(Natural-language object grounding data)
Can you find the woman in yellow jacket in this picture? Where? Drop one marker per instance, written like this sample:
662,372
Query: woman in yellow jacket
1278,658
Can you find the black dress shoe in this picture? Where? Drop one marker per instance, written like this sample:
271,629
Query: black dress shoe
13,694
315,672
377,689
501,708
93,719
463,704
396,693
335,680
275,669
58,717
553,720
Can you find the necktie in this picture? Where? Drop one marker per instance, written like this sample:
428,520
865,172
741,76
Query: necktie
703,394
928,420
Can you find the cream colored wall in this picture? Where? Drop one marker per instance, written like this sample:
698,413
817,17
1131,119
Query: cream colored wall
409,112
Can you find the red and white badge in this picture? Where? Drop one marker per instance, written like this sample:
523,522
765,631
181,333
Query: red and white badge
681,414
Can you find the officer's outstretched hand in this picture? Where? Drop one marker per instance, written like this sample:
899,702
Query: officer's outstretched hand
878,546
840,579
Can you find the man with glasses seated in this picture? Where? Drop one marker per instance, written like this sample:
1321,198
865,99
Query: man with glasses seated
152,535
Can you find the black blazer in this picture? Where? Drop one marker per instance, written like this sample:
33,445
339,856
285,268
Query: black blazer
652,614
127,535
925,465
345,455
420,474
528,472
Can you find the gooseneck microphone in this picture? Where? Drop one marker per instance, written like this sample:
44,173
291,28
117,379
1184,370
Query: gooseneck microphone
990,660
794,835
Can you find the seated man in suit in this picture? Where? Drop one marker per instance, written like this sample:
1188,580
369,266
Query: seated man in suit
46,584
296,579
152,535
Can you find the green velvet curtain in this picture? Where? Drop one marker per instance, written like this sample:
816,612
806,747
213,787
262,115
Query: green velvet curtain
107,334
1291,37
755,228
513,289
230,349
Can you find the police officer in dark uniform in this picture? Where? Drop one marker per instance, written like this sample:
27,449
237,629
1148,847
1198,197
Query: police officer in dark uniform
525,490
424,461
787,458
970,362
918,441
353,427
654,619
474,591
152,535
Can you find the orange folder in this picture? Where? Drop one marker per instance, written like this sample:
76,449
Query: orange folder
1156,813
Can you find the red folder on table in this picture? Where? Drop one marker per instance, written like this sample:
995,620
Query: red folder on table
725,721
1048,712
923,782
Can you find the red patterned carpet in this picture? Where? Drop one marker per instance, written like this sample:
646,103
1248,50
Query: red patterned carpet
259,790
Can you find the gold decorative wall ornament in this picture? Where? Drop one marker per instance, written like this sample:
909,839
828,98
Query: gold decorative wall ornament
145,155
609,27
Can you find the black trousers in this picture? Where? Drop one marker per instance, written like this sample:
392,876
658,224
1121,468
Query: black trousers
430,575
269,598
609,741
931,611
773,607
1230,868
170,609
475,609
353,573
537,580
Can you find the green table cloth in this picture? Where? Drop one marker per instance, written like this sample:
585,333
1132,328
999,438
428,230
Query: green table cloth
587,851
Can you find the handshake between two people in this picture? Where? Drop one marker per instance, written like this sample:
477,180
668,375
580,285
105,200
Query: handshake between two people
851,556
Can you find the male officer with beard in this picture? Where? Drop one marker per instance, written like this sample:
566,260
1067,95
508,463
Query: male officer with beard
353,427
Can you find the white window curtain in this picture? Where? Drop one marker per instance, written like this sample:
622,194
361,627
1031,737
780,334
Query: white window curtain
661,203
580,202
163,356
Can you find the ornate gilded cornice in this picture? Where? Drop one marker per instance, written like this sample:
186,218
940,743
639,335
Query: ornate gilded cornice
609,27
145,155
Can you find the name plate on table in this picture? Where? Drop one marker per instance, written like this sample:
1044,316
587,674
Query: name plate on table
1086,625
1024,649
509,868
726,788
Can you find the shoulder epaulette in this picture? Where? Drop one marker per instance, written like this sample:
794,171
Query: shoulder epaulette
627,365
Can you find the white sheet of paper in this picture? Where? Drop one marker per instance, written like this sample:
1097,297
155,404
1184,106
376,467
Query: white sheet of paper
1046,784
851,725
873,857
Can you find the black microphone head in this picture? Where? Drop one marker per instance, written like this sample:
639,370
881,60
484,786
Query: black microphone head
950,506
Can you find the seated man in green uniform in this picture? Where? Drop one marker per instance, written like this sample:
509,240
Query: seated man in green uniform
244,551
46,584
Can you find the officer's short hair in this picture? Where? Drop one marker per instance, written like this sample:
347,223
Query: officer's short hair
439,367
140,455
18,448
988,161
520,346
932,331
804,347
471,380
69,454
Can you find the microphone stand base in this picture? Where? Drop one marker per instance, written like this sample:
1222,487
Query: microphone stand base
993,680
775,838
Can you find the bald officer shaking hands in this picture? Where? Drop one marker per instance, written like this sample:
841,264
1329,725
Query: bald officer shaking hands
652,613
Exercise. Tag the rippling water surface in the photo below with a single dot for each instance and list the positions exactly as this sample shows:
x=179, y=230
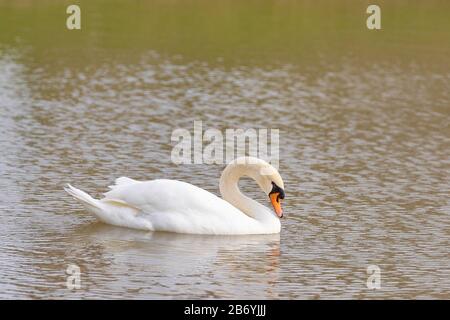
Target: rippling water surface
x=364, y=153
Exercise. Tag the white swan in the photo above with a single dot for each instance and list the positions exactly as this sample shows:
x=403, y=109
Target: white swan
x=175, y=206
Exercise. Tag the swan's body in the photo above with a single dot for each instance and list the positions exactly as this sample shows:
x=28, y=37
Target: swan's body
x=175, y=206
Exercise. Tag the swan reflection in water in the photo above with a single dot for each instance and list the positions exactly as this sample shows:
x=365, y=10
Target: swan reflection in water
x=159, y=264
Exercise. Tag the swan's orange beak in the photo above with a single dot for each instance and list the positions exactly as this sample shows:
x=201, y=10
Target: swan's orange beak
x=276, y=203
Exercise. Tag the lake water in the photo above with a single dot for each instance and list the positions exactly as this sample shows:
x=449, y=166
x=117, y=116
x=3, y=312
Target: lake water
x=364, y=145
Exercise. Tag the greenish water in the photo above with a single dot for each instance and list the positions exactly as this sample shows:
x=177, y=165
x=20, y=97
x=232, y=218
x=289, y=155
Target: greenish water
x=363, y=118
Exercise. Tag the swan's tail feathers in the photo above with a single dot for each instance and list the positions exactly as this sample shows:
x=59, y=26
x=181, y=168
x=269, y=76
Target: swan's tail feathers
x=122, y=181
x=84, y=198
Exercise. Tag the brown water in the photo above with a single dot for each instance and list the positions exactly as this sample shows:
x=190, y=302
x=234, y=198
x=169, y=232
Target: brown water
x=364, y=146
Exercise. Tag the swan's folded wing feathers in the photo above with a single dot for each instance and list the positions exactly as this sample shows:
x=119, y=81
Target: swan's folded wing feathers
x=122, y=181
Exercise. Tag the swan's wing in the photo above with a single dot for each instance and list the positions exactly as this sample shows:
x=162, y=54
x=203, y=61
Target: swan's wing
x=172, y=197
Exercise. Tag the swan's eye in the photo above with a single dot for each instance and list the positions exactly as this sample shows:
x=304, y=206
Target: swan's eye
x=277, y=189
x=275, y=195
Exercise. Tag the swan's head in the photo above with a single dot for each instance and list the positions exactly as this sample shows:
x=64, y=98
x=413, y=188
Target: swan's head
x=273, y=185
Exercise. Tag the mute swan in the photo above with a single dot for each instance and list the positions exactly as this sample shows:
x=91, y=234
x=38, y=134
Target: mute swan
x=175, y=206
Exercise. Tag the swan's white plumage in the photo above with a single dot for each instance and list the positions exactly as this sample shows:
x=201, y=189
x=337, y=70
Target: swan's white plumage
x=175, y=206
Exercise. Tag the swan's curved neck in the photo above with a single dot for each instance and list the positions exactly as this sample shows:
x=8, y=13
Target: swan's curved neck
x=230, y=191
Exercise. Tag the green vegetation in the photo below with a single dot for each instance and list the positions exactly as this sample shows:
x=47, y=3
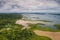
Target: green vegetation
x=8, y=19
x=11, y=31
x=58, y=27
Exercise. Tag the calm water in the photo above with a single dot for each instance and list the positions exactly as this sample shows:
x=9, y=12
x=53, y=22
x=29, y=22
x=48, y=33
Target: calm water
x=53, y=18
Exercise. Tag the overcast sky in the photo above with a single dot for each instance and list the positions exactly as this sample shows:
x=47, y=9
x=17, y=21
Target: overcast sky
x=29, y=6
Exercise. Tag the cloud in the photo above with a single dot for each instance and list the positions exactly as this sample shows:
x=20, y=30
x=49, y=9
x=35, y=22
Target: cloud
x=29, y=6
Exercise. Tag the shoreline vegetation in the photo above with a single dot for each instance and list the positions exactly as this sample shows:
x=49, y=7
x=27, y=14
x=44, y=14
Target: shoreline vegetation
x=11, y=25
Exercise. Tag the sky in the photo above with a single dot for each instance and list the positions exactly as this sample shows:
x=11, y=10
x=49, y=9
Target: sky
x=29, y=6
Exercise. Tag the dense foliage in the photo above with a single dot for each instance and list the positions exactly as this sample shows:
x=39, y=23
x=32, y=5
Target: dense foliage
x=11, y=31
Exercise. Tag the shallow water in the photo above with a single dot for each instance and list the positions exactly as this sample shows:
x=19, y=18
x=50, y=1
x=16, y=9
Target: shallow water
x=54, y=18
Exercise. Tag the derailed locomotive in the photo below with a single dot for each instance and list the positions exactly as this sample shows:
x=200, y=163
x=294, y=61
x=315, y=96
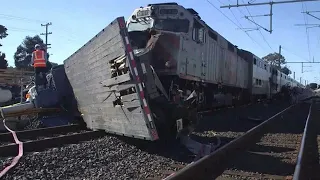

WORK REQUEST ▸
Only the lines from the one containing "Exercise. Tag the shallow" through the final line of the records should be transcribed, exactly and with no pictures.

FINISHED EXERCISE ▸
Exercise. Tag the shallow water in the photo above with a single dot for each instance and list the positions exactly as this sample shows:
x=19, y=18
x=50, y=1
x=16, y=9
Target: shallow water
x=54, y=18
Exercise. Tag the derailed locomotive in the photo below with a single dot for each instance and list the positions exactly as this sample shows:
x=200, y=163
x=294, y=61
x=315, y=96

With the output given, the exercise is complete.